* _WHAT TO PRODUCE_
Quote exactly the lines running from the line with "Practice step: find the flower center" to the end of the entries, including both, and nothing else.

* _TASK MATERIAL_
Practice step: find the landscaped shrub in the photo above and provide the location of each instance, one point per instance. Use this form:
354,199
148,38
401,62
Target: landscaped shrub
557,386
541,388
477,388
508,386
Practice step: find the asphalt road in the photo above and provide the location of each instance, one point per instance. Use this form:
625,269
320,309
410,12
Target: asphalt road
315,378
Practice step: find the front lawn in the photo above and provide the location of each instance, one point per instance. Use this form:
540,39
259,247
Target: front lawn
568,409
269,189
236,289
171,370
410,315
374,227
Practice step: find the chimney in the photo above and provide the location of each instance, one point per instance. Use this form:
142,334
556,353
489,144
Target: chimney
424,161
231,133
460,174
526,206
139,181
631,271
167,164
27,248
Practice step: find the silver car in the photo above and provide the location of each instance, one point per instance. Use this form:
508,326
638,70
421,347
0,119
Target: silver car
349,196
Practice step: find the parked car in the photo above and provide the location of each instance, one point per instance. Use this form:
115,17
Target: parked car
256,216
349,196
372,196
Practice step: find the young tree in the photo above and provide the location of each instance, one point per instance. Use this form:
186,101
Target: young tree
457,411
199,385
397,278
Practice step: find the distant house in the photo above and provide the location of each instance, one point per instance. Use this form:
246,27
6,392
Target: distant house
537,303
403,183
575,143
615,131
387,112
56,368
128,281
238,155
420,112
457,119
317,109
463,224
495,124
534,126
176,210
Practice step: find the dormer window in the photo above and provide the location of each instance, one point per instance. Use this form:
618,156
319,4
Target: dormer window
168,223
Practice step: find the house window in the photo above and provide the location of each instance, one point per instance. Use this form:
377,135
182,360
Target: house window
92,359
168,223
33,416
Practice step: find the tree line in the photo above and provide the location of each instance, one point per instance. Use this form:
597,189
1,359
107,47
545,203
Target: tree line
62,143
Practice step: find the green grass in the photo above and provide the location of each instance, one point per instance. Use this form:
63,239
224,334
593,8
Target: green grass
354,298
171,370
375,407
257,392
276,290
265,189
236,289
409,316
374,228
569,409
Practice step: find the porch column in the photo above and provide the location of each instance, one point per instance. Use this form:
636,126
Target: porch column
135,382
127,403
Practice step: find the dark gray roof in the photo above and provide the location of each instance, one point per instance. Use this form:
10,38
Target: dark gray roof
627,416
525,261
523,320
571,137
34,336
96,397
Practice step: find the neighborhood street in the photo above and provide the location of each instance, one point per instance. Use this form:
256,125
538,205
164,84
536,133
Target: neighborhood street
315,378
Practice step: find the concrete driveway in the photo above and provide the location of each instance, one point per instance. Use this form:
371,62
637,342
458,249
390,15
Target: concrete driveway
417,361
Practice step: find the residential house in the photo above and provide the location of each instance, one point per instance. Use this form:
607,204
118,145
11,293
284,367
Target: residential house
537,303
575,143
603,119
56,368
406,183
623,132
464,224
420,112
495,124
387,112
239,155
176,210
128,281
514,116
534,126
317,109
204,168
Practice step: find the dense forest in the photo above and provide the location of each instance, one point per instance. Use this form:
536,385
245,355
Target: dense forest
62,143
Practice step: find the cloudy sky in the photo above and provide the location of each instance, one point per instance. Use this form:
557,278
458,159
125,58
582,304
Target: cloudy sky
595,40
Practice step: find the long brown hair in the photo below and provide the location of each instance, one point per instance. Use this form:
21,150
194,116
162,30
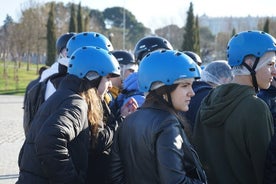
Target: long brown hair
162,96
95,109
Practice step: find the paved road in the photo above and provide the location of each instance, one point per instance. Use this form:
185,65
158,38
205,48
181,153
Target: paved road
11,136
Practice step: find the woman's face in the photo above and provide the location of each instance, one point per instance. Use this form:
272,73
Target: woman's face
265,74
182,95
104,85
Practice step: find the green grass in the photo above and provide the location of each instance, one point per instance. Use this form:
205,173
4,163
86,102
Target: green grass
15,82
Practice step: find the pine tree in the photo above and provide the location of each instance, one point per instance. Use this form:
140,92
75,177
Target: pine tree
79,18
72,23
190,32
51,38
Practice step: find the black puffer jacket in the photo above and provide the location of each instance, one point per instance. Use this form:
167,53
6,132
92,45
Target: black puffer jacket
151,147
56,148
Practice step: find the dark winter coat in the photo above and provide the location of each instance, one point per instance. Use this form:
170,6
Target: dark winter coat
56,148
201,90
269,96
151,147
232,132
99,156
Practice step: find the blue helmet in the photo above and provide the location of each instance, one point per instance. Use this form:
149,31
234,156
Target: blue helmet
246,43
165,66
94,60
62,41
88,39
149,44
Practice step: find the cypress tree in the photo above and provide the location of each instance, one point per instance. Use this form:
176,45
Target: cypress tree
189,34
79,18
266,26
197,38
51,38
72,23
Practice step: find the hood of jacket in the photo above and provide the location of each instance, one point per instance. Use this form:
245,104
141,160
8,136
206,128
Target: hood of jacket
221,101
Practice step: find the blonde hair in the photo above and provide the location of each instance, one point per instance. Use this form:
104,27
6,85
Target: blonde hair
95,109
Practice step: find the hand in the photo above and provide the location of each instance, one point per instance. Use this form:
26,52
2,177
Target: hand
129,107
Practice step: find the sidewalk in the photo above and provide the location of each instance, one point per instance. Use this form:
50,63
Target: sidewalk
11,136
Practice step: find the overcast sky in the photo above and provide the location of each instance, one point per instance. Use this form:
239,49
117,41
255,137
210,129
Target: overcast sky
158,13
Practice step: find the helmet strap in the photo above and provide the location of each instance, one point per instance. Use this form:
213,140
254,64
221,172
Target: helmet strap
253,73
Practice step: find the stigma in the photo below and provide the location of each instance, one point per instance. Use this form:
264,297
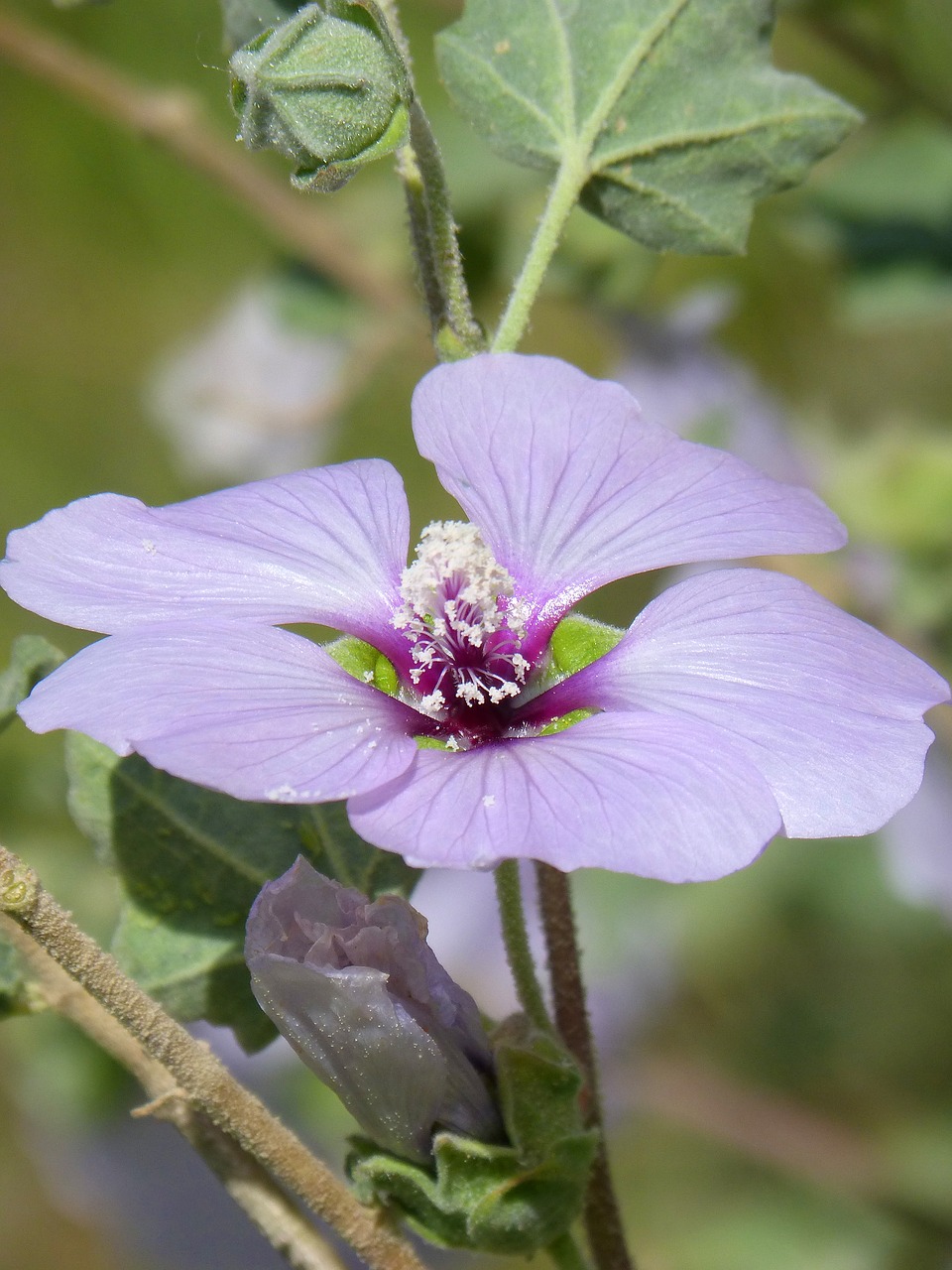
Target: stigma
465,624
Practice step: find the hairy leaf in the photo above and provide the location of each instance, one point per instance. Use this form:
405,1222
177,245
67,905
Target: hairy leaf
32,658
669,109
190,862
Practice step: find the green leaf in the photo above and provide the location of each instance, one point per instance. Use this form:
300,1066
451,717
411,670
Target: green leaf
578,642
669,109
190,862
31,661
504,1199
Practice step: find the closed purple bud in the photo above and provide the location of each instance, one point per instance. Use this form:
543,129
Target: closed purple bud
359,994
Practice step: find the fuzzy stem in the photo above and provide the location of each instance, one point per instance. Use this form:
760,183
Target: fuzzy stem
249,1185
562,195
202,1080
603,1220
565,1254
443,244
431,223
516,939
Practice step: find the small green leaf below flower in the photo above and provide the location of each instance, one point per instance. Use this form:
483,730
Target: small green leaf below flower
667,111
32,658
190,862
509,1199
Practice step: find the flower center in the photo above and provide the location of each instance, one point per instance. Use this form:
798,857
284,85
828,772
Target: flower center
463,622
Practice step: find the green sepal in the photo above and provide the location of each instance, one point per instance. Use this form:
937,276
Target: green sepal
365,663
190,862
32,658
506,1199
578,642
327,87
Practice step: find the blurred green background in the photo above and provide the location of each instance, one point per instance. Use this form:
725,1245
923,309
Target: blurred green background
778,1046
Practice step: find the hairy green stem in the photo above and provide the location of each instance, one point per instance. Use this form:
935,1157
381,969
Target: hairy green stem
250,1187
603,1222
516,940
199,1078
431,223
443,244
565,1254
562,195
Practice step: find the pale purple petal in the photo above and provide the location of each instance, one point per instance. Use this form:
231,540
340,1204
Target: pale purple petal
254,711
325,545
826,707
572,488
635,793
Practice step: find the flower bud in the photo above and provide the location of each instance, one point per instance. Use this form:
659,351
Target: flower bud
359,994
327,87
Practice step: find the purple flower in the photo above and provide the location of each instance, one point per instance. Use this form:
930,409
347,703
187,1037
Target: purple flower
738,703
362,998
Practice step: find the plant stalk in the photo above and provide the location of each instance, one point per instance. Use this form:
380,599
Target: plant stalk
198,1076
603,1222
512,916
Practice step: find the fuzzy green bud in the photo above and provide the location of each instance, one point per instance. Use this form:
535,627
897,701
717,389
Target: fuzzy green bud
327,87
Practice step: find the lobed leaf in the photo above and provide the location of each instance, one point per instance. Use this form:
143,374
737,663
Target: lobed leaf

* _RESULT FOR THIS TASK_
Practice step: find the flower center in the photo above and provide the location of each instance, one point per instance. Use this form:
798,857
284,85
828,772
Target: flower center
463,622
Practice step: find the green sepal in the photo above and provide the location of each instance, one point per instance. Use this form:
937,276
Target: green sepal
365,663
190,862
32,658
506,1199
578,642
327,87
Practice step: find the blurred green background in the photo above and provide the location of each instance, one point per instance. Use this form:
725,1245
923,309
Target: blurred green background
778,1046
Practice step: find the hairy green stem in the photo above and provide the location of each instance, one point per instance. Use this form:
935,1157
381,969
Target: hairy green stem
250,1187
603,1222
516,940
199,1078
431,223
443,244
565,1254
562,195
Practice step: find the pale purple petal in the photo above and provide the location of each instance, one point per instance. Use this form:
231,540
340,1204
Target: pale purple petal
254,711
325,545
826,707
572,488
635,793
Practice step: find the flower bud in the photo above and provide the location of each instance, one point per instance. Use this form:
659,351
Target: flower bud
359,994
327,87
Practice step: find the purple flower in the photo above and provide the location of each instance, one point per instance. Use this form:
930,409
347,703
187,1037
Target: purple flower
738,703
362,998
Practice step: find the plant stalk in the photo above and provide the location of each instance, one point per instance. Use this form:
380,599
Target: plant stalk
198,1076
603,1222
512,916
Practice step: find the fuzzy green bud in the photo above and provide the location of each instance, one point per instance. Use this form:
535,627
897,701
717,389
Target: fuzzy green bud
327,87
Practice step: find the lobed leaf in the photo above and provide the location of each instance, one point per instance. Use this form:
143,374
737,663
Target: lobed leaf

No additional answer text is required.